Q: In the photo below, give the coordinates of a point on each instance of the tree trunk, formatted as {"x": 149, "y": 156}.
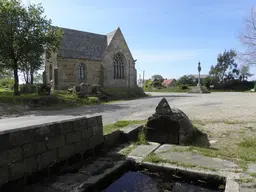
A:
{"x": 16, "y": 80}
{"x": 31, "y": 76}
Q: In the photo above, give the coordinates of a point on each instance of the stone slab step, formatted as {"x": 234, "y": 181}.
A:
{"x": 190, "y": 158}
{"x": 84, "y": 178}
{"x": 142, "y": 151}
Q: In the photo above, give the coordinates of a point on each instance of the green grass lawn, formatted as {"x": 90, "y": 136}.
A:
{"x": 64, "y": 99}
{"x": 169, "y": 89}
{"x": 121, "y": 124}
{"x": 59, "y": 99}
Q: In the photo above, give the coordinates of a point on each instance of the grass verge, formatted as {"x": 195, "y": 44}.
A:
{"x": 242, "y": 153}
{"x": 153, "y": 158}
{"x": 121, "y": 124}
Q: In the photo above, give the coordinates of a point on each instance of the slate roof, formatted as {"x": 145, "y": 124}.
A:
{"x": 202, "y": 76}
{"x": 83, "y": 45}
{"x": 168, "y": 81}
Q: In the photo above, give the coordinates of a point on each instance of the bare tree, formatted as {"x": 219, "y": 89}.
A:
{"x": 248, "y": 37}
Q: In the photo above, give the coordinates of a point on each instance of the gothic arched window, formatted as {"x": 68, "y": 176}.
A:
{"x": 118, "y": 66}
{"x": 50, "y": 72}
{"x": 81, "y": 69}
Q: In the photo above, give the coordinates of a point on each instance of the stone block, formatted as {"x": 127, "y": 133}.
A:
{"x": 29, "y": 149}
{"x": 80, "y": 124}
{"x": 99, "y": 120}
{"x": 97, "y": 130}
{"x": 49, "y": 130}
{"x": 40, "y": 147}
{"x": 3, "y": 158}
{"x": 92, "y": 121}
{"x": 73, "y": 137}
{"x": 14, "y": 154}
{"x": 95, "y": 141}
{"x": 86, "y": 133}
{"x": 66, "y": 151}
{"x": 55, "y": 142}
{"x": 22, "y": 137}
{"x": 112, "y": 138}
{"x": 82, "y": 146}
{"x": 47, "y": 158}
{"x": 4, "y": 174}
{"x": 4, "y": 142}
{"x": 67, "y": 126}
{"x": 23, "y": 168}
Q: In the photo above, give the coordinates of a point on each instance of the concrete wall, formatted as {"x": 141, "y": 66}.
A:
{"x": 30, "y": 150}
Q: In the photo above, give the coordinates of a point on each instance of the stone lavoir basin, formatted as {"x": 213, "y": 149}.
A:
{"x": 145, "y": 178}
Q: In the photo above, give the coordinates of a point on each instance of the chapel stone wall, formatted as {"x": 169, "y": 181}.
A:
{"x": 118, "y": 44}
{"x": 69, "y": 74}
···
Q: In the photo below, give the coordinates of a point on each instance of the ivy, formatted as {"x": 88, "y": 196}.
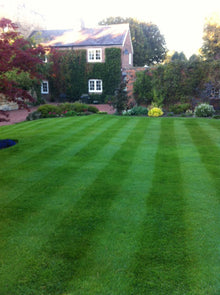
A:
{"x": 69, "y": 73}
···
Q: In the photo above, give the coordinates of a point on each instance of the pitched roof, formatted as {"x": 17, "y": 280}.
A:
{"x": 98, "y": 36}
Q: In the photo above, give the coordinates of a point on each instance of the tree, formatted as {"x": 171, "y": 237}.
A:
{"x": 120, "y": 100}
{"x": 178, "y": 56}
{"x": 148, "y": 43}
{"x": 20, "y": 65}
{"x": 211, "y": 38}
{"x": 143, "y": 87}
···
What the exercise asks:
Determine how many lines of the listing above contain the string "wall", matching case exactly, and reply with that number alone.

Written response:
2